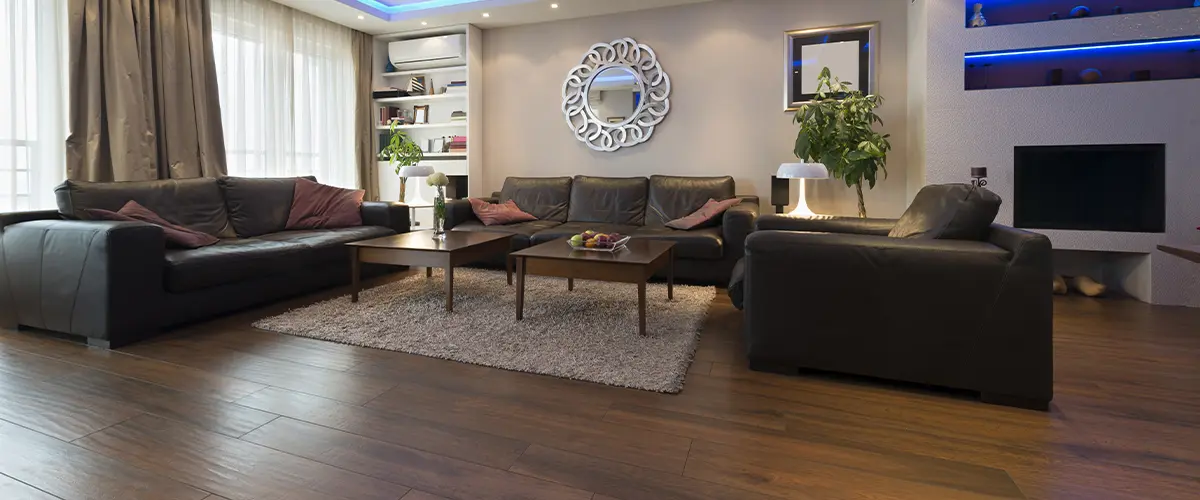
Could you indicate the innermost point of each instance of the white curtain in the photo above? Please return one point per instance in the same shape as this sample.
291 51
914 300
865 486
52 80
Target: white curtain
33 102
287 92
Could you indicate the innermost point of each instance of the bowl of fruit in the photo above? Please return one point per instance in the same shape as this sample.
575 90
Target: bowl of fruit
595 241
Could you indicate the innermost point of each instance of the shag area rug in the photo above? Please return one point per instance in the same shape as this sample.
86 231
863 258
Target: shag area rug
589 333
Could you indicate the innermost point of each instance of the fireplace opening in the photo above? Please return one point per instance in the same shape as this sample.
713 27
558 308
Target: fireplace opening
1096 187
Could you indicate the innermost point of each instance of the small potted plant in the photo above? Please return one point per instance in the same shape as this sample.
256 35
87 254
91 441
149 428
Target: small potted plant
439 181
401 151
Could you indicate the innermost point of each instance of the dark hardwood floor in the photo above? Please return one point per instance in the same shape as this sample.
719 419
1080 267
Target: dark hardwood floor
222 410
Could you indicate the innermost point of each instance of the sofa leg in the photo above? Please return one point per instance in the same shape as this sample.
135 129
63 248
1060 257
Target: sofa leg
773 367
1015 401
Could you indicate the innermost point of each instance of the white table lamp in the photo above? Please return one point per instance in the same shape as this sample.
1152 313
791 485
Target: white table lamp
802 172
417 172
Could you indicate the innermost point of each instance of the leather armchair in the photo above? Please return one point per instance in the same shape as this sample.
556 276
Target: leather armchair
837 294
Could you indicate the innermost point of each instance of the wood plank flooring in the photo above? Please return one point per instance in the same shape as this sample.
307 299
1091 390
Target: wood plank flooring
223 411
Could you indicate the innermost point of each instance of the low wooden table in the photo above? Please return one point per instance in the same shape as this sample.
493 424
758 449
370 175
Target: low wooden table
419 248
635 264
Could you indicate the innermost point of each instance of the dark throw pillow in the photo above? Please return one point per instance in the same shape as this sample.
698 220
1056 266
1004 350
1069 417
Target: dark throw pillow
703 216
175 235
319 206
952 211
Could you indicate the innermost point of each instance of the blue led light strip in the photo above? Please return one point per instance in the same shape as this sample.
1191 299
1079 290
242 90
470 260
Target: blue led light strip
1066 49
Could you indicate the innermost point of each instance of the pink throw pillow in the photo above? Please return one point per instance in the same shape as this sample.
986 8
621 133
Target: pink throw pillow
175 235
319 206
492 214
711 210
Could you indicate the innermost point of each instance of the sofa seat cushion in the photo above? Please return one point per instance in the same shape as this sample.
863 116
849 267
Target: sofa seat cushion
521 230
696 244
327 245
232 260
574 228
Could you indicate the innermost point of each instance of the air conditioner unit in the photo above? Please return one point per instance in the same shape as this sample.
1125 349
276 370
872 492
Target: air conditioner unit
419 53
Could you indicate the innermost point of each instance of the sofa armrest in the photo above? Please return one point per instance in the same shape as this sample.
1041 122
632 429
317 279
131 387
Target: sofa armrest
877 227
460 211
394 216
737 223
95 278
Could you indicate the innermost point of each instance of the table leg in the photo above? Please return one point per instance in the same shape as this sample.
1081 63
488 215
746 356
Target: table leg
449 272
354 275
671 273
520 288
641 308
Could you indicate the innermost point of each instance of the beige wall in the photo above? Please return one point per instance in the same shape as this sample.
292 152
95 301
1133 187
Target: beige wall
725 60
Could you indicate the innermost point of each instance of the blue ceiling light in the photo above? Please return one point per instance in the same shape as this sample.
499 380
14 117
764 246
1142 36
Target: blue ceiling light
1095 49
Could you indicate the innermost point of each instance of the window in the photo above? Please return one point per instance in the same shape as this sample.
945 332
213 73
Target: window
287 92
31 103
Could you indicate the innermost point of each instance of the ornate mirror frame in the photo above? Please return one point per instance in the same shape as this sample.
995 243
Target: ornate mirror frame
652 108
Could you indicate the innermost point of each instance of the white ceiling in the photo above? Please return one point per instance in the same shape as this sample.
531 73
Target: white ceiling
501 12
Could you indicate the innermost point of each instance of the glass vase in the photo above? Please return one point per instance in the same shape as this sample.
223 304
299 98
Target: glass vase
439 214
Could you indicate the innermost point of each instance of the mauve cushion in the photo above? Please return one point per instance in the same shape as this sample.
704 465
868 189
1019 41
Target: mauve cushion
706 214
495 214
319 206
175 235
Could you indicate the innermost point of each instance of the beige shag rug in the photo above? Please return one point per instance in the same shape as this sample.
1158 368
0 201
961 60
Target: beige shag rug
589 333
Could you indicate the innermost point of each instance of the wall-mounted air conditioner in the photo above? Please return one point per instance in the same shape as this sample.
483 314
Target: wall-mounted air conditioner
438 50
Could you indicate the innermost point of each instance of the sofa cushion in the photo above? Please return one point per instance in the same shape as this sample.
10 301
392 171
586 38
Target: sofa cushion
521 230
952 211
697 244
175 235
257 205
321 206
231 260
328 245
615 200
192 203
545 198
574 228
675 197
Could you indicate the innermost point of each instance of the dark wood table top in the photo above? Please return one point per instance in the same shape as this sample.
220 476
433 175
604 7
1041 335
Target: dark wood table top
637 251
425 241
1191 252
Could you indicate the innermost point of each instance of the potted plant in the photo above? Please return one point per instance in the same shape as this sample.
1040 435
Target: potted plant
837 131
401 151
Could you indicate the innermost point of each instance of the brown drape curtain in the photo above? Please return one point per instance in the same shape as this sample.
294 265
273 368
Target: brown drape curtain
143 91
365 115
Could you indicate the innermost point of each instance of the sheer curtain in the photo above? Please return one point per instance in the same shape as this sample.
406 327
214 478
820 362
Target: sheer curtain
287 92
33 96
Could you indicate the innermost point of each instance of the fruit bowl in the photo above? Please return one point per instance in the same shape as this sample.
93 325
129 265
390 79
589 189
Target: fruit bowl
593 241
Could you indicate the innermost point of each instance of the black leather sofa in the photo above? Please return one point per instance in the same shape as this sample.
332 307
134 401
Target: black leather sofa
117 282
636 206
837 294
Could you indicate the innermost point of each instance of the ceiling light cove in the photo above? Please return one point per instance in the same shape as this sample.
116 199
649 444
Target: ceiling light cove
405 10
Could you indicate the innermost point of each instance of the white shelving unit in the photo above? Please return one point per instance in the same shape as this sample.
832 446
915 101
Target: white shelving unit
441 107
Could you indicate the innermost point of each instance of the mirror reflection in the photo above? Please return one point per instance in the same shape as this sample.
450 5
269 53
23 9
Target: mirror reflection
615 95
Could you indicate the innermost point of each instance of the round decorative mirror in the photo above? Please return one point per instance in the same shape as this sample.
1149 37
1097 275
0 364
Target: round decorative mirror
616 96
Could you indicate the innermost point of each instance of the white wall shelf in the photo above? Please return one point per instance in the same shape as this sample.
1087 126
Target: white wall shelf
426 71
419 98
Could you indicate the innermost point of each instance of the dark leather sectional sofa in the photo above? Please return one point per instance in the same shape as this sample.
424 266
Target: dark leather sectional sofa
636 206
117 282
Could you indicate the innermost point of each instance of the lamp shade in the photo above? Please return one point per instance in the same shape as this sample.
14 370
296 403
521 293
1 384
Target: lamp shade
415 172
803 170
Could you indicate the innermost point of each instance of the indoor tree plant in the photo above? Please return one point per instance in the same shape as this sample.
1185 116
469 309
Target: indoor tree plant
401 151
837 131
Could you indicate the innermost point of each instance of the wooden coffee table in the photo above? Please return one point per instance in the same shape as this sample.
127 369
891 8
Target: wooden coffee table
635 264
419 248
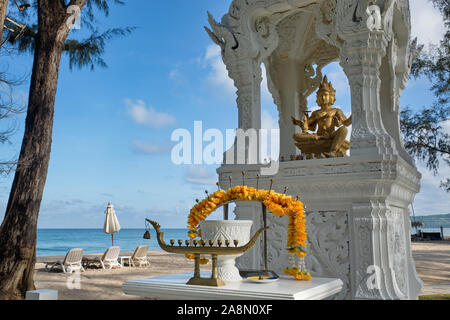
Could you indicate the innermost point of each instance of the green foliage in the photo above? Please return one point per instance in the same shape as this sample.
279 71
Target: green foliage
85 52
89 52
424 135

## Written instruction
Repeat every record precisely. Any picture among them stays out of the copy.

## Finished task
Could you indicate the innermost point of each instance of the white curtain in the photo above? Please return one point per instance in the same shape as this sample.
291 51
914 300
865 486
52 80
Target: white curtain
33 102
287 92
Could you indicate the innermost point of each instance of the bowl of fruit in the photo above? Please return one point per instance in the same shape as this sample.
575 90
Target: bowl of fruit
595 241
Could you indicate the innermost point of each instance of the shag area rug in the photo above? Please return one point per instance in the same shape as this sample.
86 231
863 258
Target: shag area rug
589 333
Could you indicate the innermost point of each instance of the fireplace opening in the photo above? Please return one point per instance in the same shape as this sample.
713 27
558 308
Target: fireplace opening
1096 187
Could you indicate the innermost point of each instance of the small potted plant in the photo above? Please return one point per instance in the same shape as this sample.
256 35
87 254
91 441
149 428
Target: small potted plant
439 181
401 151
Could you indicate the innermost point of each instance of the dark hardwood floor in the photo above? Please return one point per instance in the same shape as this sample.
719 419
1080 267
Target: dark hardwood floor
222 410
Could you indicate the innermost point of each instance of the sofa leg in the photo above? Please return one point per instance in the same shape as this sample.
135 129
63 248
1060 257
Target: sofa leg
773 367
1015 401
Could you indicate the innermost point of each instance of the white table lamp in the photo above? Please return one point per instance in the same shape as this sample.
1152 313
791 485
Target: white table lamp
802 172
417 172
Could you indicate the innermost point of each instance of the leather armchair in the photo above? Please return one point per instance in the same shape as this sample.
556 276
Target: leather armchair
837 294
Could you indicate the innermost point of each instance of the wood plank flooring in the photo above? Please return one point per instance in the same shape as this sample.
307 299
1091 390
Target: wood plank flooring
223 411
Could you indicate the innermost point of each instance of the low wooden table in the photo above? Please return one point per instance in the same shape as this sample.
493 424
758 449
370 175
Target: low wooden table
419 248
635 264
Could you indicate the innermost point of each instance of the dark throw pillow in the photo above? Please return one point per instance in the same shape as this sample.
698 220
1056 266
1004 350
1069 417
Target: dark throw pillow
703 216
175 235
319 206
952 211
Could you indicate the innermost point of each instance of the blue led light strip in the photo above? Please return one point per instance in the same shape as this sample.
1191 299
1079 290
242 90
470 260
Target: blue led light strip
1066 49
Could you indicate the innermost point of each instance of the pink throw pillow in the photo above? Please return one point per instance in the same shape as this sample.
986 8
621 133
Target: pink throw pillow
175 235
319 206
492 214
711 210
Could you indicate the innermost point of each instance of the sofa seat cushion in the photo above? Please return one point per instance in the same shape as this sample.
863 116
849 267
Target: sofa seat cushion
521 230
696 244
327 245
232 260
574 228
Could you indicate the innermost point of each instance of the air conditioner unit in the photo above? Please return one point per instance in the same shape as this sample.
1125 349
276 370
872 492
Target: air conditioner unit
419 53
Could you indicate the innermost point of each instance of the sofa armrest in the photo above? Please return one point per instance in the same shape as this sample.
1041 122
632 429
317 279
131 387
Target: sofa armrest
877 227
460 211
394 216
737 223
95 278
Could you indicate the innermost point of each instance of the table leg in the photo above? Please return one point per instance in the same shape as this sample.
1081 63
488 215
746 356
Target: table leg
449 272
354 275
671 273
520 288
641 308
Could you indicate the innermost point of each instance of the beige wall in the photo above? Please return one point per instance in the same shape as this sample.
292 152
95 301
1133 187
Target: beige wall
725 60
Could you indicate the innermost point of each instance of the blue ceiling light in the photo above? Please return one point per instance in the same shape as this sample.
499 380
14 117
764 246
1142 36
Target: blue ceiling light
1095 49
Could you indicate the innermost point of each instance of the window in the photo above? Please return one point per instance in the same shape as this sample.
945 332
213 73
Target: window
287 92
31 103
Could you indicate the innermost point of each instance of the ornate mirror frame in the photo above? Please return one point per instance in the same shape as this sample.
995 243
Target: ornate mirror frame
652 108
Could you indicate the innermost point of each instance of the white ceiling in the photo above? Please return one point per instance in the same shape as this sample.
531 73
Target: white ceiling
501 12
Could you indicate the innermost point of each instance of the glass vase in the photo above? Please return one point per instance in the same shape as this sample.
223 304
299 98
Target: glass vase
439 214
Could you indicate the innermost point of each instance of the mauve cushion in the photo above? Please return one point per instance in the same shape as this sample.
704 465
868 189
1019 41
Target: mauve cushion
706 214
495 214
319 206
175 235
Could you indicate the innermost point of each instance of the beige shag rug in the photo above? Please return one point per instance in the same shape as this sample.
1158 368
0 201
961 60
Target: beige shag rug
589 333
Could you indicate the innermost point of each instance of the wall-mounted air conditioner in the photo above? Please return one point per instance in the same shape as this sample.
483 314
Target: wall-mounted air conditioner
438 50
Could you indicate the innermost point of each instance of the sofa cushion in the photo above? Please return one point per instance in the same shape as this sample.
10 301
392 171
586 38
Target: sofa cushion
521 230
952 211
697 244
175 235
257 205
321 206
231 260
328 245
615 200
192 203
545 198
574 228
675 197
Could you indicate the innermost point of each instance of the dark wood table top in the photo above? Please return one point per instance in the same shape as this sample.
220 476
433 175
604 7
1041 335
Target: dark wood table top
637 251
425 241
1191 252
Could you indicate the innermost point of each instance of the potted plant in the photo above? Please return one point per instance in the same shape as this sample.
1040 435
Target: potted plant
837 131
401 151
Could you indicate the innermost point of each instance of the brown drape curtain in the photo above? Please return one point per instance in the same shape as this sample.
294 265
273 368
Target: brown drape curtain
143 91
365 115
Could you indicate the innermost point of each instance of the sheer curtain in the photo above? Please return one point per instance in the same shape as this sample.
406 327
214 478
820 362
Target: sheer curtain
287 92
33 96
Could you indicate the innermost point of each instance of the fruit bowl in the photo above? Please return one point per instance in the same shape as this sample.
93 325
129 265
390 79
589 189
Target: fruit bowl
593 241
Could you indicate the innermost point of each instance of the black leather sofa in the photo above? Please return one point per instance in the same shape as this sample.
332 307
134 401
Target: black leather sofa
117 282
636 206
837 294
Could you indicate the innermost point of each instance of the ceiling light cove in the photo above? Please return one point per instance in the same shape as this sample.
116 199
649 444
Target: ceiling light cove
405 10
Could you indicate the innermost point of each instance of the white shelving unit in the photo above? Please return one point per instance in the same shape as this sample.
832 446
915 101
Target: white shelving unit
441 107
Could you indicate the innermost point of each instance of the mirror reflection in the photo above? Please return one point per instance in the same shape as this sample.
450 5
269 53
23 9
Target: mirror reflection
615 95
Could you indicate the innermost point of each instance of the round decorative mirror in the photo above? Please return one point per instance in the same shape as this sample.
1149 37
1097 275
0 364
Target: round decorative mirror
616 96
Could you indicate the innermost point of each instance of the white wall shelf in the photo above? Please return one point per instance in the same shape as this sample.
1087 126
Target: white wall shelf
426 71
419 98
Could you indicate the innermost point of each instance of the dark leather sectional sofa in the photo above? Please return one point per instance in the same shape as this sample.
424 266
Target: dark leather sectional sofa
636 206
117 282
Could you indicate the innermost point of each instance of the lamp shade in the photo above? Please return one point per instance in the same shape as this sample.
14 370
296 403
521 293
1 384
Target: lamp shade
415 172
803 170
Could you indicate the innermost point of each instance of the indoor tree plant in the photo above? Please return one point per instance in the same shape as this sample.
1185 116
469 309
Target: indoor tree plant
401 151
837 131
Could you indicate the innermost point of each instance of the wooden coffee table in the photo above? Please return one point per instance in the same shape as this sample.
127 369
891 8
Target: wooden coffee table
635 264
419 248
Could you indicate the innermost point of each instance of the green foliage in the photo above? Please return one point per instance in the same shape as this sample.
279 71
Target: green foliage
85 52
89 52
424 135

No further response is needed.